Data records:
○ ○ ○ ○ ○ ○ ○

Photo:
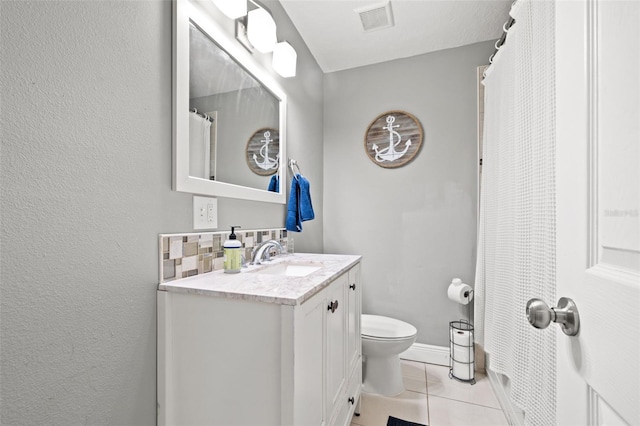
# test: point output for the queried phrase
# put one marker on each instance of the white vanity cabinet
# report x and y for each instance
(235, 360)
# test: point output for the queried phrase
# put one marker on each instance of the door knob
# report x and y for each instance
(566, 314)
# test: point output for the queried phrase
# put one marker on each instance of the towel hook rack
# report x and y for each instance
(293, 165)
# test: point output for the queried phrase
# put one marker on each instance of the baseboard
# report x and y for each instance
(430, 354)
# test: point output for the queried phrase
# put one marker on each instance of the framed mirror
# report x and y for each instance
(221, 99)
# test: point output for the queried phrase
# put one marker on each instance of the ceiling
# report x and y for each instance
(334, 33)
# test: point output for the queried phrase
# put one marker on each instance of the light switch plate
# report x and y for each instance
(205, 212)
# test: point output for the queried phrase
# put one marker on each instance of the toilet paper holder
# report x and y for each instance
(462, 351)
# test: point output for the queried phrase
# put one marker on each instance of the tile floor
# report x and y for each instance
(432, 398)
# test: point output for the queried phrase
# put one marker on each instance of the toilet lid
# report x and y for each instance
(377, 326)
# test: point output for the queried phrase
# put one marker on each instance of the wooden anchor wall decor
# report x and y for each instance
(393, 139)
(263, 152)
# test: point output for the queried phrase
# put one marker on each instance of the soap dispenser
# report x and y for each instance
(232, 255)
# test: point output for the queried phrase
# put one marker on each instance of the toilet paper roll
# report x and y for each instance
(462, 347)
(460, 292)
(462, 371)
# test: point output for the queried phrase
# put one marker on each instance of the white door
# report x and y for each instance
(598, 203)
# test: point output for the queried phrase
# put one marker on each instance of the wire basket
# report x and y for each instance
(462, 354)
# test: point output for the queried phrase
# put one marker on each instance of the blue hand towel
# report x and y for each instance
(293, 216)
(306, 208)
(274, 184)
(300, 208)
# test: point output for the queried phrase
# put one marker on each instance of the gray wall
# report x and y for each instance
(86, 189)
(414, 225)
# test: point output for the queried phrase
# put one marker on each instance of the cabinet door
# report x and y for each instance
(354, 347)
(309, 370)
(336, 319)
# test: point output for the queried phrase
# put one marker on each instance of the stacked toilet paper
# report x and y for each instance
(462, 354)
(460, 292)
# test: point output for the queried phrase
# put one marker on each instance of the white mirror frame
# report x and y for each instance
(183, 12)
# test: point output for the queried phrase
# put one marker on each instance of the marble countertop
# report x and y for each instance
(252, 284)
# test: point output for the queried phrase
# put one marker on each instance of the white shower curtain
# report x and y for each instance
(199, 146)
(516, 246)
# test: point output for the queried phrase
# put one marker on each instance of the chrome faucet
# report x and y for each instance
(261, 251)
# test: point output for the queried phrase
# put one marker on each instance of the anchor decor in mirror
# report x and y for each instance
(221, 95)
(393, 139)
(262, 153)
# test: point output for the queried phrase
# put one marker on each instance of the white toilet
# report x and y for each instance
(383, 340)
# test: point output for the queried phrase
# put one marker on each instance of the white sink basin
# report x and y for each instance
(290, 269)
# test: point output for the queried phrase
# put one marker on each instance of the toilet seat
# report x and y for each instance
(377, 327)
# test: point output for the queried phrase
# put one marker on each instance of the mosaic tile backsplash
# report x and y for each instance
(185, 255)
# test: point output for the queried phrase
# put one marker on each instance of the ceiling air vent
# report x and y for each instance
(376, 16)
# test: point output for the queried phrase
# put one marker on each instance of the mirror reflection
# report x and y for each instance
(233, 119)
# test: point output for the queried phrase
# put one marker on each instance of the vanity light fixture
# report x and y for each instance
(261, 30)
(284, 59)
(232, 8)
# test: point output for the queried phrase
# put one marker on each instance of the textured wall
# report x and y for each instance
(86, 189)
(416, 225)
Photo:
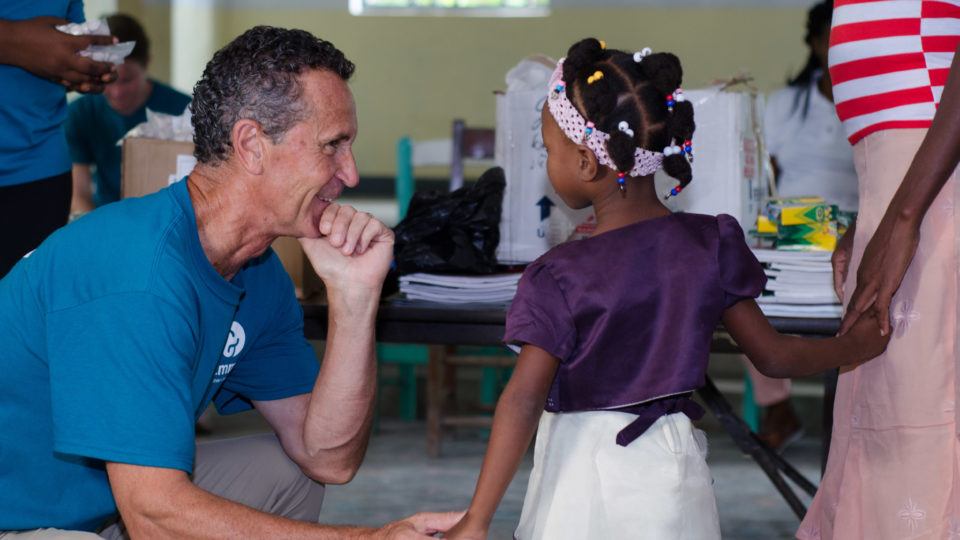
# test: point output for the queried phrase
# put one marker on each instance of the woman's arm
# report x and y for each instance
(890, 251)
(780, 356)
(514, 423)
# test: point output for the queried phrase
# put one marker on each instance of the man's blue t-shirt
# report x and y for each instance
(93, 129)
(32, 146)
(118, 370)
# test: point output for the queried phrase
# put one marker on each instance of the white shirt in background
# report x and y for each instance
(812, 153)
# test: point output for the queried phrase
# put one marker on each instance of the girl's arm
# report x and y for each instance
(515, 421)
(781, 356)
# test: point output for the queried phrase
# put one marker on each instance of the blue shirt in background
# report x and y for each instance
(115, 335)
(93, 128)
(32, 110)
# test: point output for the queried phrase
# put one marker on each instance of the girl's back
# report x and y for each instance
(631, 312)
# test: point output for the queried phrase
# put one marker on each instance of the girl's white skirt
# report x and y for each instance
(584, 486)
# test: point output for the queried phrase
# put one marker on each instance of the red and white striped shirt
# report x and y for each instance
(889, 60)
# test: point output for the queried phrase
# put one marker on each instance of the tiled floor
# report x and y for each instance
(398, 479)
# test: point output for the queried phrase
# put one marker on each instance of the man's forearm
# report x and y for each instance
(160, 504)
(340, 412)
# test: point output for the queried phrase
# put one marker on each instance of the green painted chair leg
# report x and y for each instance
(749, 409)
(489, 386)
(408, 392)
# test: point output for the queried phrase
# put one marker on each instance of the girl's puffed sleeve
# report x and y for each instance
(539, 314)
(741, 275)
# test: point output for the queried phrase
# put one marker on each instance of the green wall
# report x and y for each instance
(415, 74)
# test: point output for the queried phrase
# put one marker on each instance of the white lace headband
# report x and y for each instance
(581, 131)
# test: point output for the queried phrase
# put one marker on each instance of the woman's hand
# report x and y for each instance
(841, 260)
(866, 336)
(465, 530)
(885, 262)
(38, 47)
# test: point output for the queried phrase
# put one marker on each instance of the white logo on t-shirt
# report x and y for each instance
(235, 340)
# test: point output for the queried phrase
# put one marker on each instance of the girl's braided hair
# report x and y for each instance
(634, 92)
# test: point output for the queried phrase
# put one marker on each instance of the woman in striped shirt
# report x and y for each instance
(894, 464)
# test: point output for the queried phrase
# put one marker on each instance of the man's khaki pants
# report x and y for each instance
(253, 471)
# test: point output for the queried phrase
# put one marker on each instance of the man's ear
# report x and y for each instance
(249, 144)
(587, 164)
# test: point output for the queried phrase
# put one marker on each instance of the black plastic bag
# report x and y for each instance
(454, 232)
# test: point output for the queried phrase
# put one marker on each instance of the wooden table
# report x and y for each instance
(438, 325)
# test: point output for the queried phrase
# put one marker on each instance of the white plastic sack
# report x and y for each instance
(534, 219)
(114, 54)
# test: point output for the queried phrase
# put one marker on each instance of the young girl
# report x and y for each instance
(615, 329)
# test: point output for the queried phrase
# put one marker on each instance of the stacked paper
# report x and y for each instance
(458, 289)
(799, 284)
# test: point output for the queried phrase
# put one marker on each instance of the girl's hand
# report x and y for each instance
(464, 530)
(867, 337)
(423, 525)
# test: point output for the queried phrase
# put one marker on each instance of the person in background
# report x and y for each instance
(892, 471)
(614, 330)
(38, 63)
(103, 379)
(810, 156)
(95, 123)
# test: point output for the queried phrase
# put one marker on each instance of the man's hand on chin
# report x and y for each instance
(353, 252)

○ ○ ○ ○ ○ ○ ○

» **What to work on**:
Repeat the data in full and exactly. Omit pictures.

» **Correct response**:
Photo:
# test: point output for the queried phrase
# put one marker on each instance of the white vanity cabinet
# report x and y for each instance
(235, 360)
# test: point output for the queried phrase
# put one marker on each instance of the door knob
# report x and y for each instance
(566, 314)
# test: point output for the queried phrase
# put one marker on each instance of the towel hook rack
# report x and y for each instance
(293, 165)
# test: point output for the queried phrase
# put one marker on each instance of the baseboard
# report x and y for each instance
(430, 354)
# test: point output for the queried phrase
# put one marker on each instance of the framed mirror
# report x and y for each instance
(221, 99)
# test: point output for the queried phrase
# put one marker on each instance of the ceiling
# report x and y for each instance
(334, 33)
# test: point output for the queried phrase
# put one marker on each instance of the light switch plate
# report x and y for each instance
(205, 212)
# test: point output for the queried phrase
# put one marker on each instance of the toilet paper holder
# report x and y for each instance
(462, 351)
# test: point output for the queried phrase
# put one marker on each instance of the tile floor
# report x and y for each instance
(432, 398)
# test: point output for the queried phrase
# put one marker on each instance of the toilet lid
# report x and y for each instance
(377, 326)
# test: point output for the queried phrase
# put one marker on each instance of the wooden anchor wall decor
# report x and y for each instance
(393, 139)
(263, 152)
# test: point output for the queried phrase
# put one marker on each instance of the soap dispenser
# report x and y for each instance
(232, 255)
# test: point output for the queried phrase
# put one marker on each instance of the toilet paper roll
# report x and y for each instance
(462, 347)
(460, 292)
(462, 371)
# test: point output for the queried phrase
# put one marker on each instance of the white door
# report x and y for each instance
(598, 203)
# test: point output for the queried phrase
# put one marker on each instance of the wire basket
# report x and y for each instance
(462, 354)
# test: point output for the queried phrase
# put one marker on each instance of the blue hand towel
# report x and y for each instance
(293, 216)
(306, 208)
(274, 184)
(300, 208)
# test: point output for the queried phrase
# put one marker on each instance of the gray wall
# report x and y for each instance
(86, 189)
(414, 225)
# test: point output for the queried phrase
# put one marker on each instance of the cabinet door
# report x and y for each instance
(354, 347)
(309, 370)
(336, 319)
# test: point output for the queried phrase
# put one marker on each instance of the stacked toilet paper
# report x and y for each instance
(462, 354)
(460, 292)
# test: point output for the queried phrase
# put one marker on each instance of the white mirror frame
# report x and y for each instance
(183, 12)
# test: point output for the queried phrase
# put one marker on each instance of the marble countertop
# report x and y for each instance
(252, 284)
# test: point output for the queried phrase
# put one marker on each instance of the white shower curtain
# report x and y for each instance
(199, 146)
(516, 246)
# test: point output for the queried phrase
# put one marker on each instance of the chrome faucet
# report x and y for each instance
(261, 251)
# test: point output for the queried phrase
# put one marker on each instance of the anchor decor in mirror
# report x and y for each instance
(221, 95)
(393, 139)
(262, 153)
# test: point output for the queried phrase
# put one marker on each instance of the white toilet
# report x and y for each instance
(383, 340)
# test: point output for the queried phrase
# put one marker on each instance of the white sink basin
# report x and y for each instance
(290, 269)
# test: point output for the queried phrase
# put one marker on each instance of the toilet seat
# report x and y for each instance
(377, 327)
# test: point output for the queried phrase
# put one marker on each instance of the mosaic tile backsplash
# report x and y for each instance
(185, 255)
# test: point output for the queried phrase
# put one marker on each instance of the ceiling air vent
# report x and y for each instance
(376, 16)
# test: point output for the queried phrase
# put one marker on each instance of the mirror reflection
# report x and y for each instance
(233, 119)
# test: point output for the queried phrase
# put one marker on each instance of the vanity light fixture
# report x and y for each instance
(261, 30)
(284, 59)
(232, 8)
# test: point output for the queried phrase
# put one marker on each instance of the textured wall
# report x and y for each instance
(86, 189)
(416, 225)
Photo:
# test: point output for the queried phrase
# put one marker on each instance of the woman's arm
# report x and y for each instance
(890, 251)
(780, 356)
(514, 423)
# test: point output for the queried phrase
# put one marker on each instance of the man's blue t-shirt
# report x and y for each instance
(93, 129)
(32, 146)
(118, 370)
# test: point output for the queried phrase
# put one marker on each instance of the white shirt in background
# report x and y for each instance
(812, 153)
# test: point output for the queried phrase
# put one marker on each instance of the girl's arm
# report x and y for each instance
(515, 421)
(781, 356)
# test: point output for the queried phrase
# put one marker on each instance of the blue shirt in background
# report x and y for each instance
(115, 335)
(93, 128)
(32, 110)
# test: point output for the queried phrase
# put one marker on each instance of the girl's back
# report x and y for each instance
(631, 312)
# test: point output for the queried phrase
# put one marker on each instance of the girl's white skirt
# report x and y for each instance
(584, 486)
# test: point output for the queried phrase
# put one marker on each instance of the red and white striped shirt
# report x and y for each instance
(889, 60)
# test: point output for the queried phrase
# put one marker on each instance of the tiled floor
# report x and y for each instance
(398, 479)
# test: point output for the queried phrase
# put one marker on each instance of the man's forearm
# report x and y for each instance
(160, 504)
(340, 412)
# test: point output for the queried phrase
# put one marker on each instance of the green painted chair leg
# report x and y for each instance
(749, 409)
(489, 386)
(408, 392)
# test: point output for the queried phrase
# put one marker on each instance of the girl's puffed sleeve
# report x and y for each instance
(539, 314)
(741, 275)
# test: point output for the queried phrase
# put one marker on each instance of the green wall
# report x and y for each instance
(415, 74)
# test: point output for the queried phrase
# put one marker on each instance of the white lace headband
# report x and y for each instance
(581, 131)
# test: point output for the queried phrase
# put one marker on each instance of the woman's hand
# report x and y for each instance
(841, 260)
(866, 336)
(465, 530)
(885, 262)
(38, 47)
# test: point output for the queried phrase
# put one marker on each instance of the white logo on t-shirt
# report x and y for each instance
(235, 340)
# test: point output for the queried phrase
# put one marker on each instance of the girl's braided hair
# report x and y for each instance
(634, 92)
# test: point output for the queried phrase
# put one marker on each instance of the woman in striped shirt
# report x and y for each instance
(894, 464)
# test: point output for the queried phrase
# put one marker on each instance of the man's khaki pants
# report x and y for each instance
(253, 471)
# test: point output for the queried phrase
# put one marker on each instance of the man's ear
# report x and y for each instance
(249, 144)
(587, 164)
# test: point output for the queried phrase
# put one marker on each instance of the black plastic bag
# report x and y for each instance
(454, 232)
# test: point output for the queried phrase
# put one marker on each instance of the wooden table
# report x and y for each instance
(438, 325)
# test: point output for the queried phrase
# put one marker on each instance of the white plastic sack
# report x and y for each instance
(534, 219)
(114, 54)
# test: point output for the queried phrase
# put one marker on each instance of the young girl
# report x and y for each instance
(615, 329)
# test: point output for the queried phrase
# put one marker on each instance of the stacked paper
# report x and y for each instance
(458, 289)
(799, 284)
# test: point output for the queried phrase
# put one marker on each instance of the girl's hand
# report x and y for each instance
(464, 530)
(867, 337)
(423, 525)
# test: point output for the queried phrase
# put one marker on each instance of the person in background
# report x and y for each instance
(892, 471)
(614, 330)
(38, 63)
(103, 379)
(810, 156)
(95, 123)
# test: point output for the queried phrase
# put one marker on each instance of the man's hand on chin
# report x and y for each instance
(353, 252)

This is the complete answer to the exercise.